— begin Information supplied —

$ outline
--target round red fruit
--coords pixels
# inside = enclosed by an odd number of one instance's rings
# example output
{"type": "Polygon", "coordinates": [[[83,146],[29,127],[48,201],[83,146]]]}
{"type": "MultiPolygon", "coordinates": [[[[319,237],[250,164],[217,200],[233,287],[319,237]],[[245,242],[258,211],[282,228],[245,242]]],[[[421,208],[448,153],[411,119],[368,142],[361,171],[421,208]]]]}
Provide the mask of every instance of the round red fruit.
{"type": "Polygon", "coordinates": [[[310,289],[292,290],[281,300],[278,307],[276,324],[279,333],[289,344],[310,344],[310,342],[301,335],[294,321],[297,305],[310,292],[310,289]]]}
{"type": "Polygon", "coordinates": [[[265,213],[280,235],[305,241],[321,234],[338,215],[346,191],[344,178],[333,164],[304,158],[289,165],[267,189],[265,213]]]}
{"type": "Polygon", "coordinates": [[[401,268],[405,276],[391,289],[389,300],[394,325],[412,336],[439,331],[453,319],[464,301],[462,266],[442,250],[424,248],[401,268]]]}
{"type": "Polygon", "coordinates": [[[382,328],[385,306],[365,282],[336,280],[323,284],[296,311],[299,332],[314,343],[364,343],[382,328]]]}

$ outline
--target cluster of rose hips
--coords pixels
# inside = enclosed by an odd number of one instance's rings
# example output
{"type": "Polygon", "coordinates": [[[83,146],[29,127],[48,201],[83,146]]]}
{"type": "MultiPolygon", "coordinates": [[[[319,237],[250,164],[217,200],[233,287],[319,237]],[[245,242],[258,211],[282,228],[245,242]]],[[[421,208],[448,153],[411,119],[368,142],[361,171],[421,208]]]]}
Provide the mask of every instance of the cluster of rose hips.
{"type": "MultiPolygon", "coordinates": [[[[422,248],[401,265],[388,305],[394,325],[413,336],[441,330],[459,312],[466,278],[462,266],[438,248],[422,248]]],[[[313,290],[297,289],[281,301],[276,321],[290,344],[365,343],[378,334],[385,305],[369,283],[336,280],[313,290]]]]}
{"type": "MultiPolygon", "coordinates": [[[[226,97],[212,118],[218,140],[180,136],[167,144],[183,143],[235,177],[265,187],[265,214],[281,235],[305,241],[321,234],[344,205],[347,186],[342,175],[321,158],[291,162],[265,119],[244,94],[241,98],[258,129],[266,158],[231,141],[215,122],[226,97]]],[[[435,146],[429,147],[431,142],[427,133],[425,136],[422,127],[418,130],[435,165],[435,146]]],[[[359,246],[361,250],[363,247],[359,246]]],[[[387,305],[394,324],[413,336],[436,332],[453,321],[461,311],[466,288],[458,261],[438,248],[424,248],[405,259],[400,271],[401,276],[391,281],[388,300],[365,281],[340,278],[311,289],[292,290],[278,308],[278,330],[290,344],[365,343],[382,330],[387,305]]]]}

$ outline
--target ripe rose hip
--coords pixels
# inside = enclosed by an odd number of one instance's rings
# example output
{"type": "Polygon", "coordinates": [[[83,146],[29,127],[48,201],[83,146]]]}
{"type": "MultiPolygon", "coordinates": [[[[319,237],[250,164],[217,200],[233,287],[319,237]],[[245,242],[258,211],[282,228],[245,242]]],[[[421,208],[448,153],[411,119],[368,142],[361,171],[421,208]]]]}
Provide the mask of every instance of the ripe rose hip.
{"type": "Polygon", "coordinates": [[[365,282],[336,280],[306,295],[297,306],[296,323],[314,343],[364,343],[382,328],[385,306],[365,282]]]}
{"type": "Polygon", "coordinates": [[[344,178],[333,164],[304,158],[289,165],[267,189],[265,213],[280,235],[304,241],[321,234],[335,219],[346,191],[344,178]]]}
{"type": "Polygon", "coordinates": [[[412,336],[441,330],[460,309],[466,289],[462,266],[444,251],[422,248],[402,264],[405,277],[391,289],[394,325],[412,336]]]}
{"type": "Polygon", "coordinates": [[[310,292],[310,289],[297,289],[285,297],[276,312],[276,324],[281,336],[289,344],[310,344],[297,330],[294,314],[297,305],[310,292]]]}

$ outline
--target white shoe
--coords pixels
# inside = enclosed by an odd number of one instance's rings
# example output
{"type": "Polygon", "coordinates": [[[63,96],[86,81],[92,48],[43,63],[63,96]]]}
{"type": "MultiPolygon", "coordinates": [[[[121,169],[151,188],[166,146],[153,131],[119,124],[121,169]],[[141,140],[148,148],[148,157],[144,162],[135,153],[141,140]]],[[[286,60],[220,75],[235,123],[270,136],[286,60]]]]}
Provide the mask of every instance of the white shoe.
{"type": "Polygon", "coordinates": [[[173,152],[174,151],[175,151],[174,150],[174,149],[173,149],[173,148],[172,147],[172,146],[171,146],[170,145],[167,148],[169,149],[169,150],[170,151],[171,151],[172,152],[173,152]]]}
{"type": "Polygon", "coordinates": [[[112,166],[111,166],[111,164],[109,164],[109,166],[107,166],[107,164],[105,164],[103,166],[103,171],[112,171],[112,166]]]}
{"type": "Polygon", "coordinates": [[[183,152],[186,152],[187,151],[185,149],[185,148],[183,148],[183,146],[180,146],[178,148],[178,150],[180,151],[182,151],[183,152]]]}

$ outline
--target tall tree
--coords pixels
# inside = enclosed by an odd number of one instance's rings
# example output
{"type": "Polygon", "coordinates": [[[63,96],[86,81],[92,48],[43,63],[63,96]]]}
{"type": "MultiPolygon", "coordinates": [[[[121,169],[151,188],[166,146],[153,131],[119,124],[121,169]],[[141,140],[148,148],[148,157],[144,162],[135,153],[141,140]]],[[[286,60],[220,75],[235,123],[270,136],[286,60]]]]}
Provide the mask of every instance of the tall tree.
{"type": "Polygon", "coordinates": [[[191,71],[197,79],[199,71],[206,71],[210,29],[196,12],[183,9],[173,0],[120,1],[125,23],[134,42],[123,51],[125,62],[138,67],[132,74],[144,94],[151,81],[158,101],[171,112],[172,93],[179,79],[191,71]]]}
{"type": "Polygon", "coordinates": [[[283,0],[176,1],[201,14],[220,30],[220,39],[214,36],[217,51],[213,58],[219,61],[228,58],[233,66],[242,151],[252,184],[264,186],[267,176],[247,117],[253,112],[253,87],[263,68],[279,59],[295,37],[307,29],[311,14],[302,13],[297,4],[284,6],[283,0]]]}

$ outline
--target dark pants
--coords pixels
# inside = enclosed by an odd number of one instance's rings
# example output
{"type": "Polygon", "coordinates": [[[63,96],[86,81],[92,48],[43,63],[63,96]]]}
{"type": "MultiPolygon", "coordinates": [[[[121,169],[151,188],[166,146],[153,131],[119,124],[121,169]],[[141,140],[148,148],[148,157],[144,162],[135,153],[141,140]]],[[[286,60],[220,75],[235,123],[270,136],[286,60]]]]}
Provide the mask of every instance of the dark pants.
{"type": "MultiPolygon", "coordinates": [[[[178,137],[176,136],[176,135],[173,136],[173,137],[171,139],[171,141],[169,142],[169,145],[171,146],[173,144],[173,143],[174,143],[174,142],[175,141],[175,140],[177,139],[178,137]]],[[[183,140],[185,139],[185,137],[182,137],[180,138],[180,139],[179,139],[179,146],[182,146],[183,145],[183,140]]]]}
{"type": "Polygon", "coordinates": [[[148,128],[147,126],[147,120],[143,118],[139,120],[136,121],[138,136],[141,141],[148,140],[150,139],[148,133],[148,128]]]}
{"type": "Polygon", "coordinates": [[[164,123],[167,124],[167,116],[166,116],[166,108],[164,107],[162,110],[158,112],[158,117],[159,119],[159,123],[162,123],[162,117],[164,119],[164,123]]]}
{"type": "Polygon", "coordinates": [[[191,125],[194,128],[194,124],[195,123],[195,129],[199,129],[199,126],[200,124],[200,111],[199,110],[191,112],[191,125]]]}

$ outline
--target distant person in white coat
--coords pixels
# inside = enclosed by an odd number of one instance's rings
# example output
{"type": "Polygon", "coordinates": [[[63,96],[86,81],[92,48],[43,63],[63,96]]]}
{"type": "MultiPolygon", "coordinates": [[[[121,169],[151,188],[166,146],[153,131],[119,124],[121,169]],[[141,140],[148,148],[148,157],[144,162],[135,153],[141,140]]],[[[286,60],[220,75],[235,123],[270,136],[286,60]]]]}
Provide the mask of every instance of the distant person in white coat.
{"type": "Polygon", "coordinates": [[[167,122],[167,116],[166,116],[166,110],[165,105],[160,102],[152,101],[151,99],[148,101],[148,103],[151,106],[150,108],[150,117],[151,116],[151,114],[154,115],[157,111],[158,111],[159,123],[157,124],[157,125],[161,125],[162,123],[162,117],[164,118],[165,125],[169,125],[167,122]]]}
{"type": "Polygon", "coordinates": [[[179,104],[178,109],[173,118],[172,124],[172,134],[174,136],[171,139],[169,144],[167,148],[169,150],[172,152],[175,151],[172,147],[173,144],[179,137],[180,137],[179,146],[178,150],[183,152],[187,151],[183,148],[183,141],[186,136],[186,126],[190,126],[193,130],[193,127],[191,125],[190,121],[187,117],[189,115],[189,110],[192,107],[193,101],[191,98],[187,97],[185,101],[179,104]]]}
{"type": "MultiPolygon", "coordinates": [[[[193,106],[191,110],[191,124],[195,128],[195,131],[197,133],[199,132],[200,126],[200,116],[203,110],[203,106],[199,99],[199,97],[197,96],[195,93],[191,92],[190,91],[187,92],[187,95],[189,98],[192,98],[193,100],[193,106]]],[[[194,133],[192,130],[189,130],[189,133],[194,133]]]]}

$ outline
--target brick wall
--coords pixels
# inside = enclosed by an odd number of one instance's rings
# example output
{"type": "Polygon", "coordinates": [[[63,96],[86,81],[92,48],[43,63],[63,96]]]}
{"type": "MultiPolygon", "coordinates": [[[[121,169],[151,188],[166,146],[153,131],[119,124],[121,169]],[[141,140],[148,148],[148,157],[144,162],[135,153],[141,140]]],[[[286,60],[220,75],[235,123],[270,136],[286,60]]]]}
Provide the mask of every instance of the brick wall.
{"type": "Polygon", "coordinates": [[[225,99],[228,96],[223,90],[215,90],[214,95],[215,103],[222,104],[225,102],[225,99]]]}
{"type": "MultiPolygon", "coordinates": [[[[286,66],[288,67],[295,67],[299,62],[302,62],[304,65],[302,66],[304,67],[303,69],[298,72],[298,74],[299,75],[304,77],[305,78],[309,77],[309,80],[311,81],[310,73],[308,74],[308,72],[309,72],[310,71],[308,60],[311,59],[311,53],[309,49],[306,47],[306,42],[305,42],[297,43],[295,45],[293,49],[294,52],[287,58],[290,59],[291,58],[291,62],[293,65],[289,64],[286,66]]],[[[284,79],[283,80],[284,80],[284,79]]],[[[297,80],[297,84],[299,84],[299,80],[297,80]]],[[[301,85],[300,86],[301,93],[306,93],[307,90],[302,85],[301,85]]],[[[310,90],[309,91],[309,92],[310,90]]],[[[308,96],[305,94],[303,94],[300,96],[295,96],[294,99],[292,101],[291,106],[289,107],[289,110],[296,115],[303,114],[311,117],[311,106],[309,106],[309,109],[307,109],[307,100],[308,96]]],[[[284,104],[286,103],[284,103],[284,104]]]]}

— end Information supplied —

- **Direction**: Write out the data as a numbered list, from the first line through the line containing "Provide the mask of every instance of the round", with both ends included and blank lines omitted.

- **The reply**:
1. $ outline
2. --target round red fruit
3. --coords pixels
4. # inside = enclosed by an odd number of one instance's rings
5. # example output
6. {"type": "Polygon", "coordinates": [[[83,146],[29,127],[48,201],[83,146]]]}
7. {"type": "MultiPolygon", "coordinates": [[[[319,237],[250,164],[217,200],[233,287],[319,237]],[[245,242],[258,211],[282,228],[245,242]]],[[[421,208],[448,153],[411,119],[368,142],[361,171],[421,208]]]]}
8. Provide the mask of every instance of the round red fruit.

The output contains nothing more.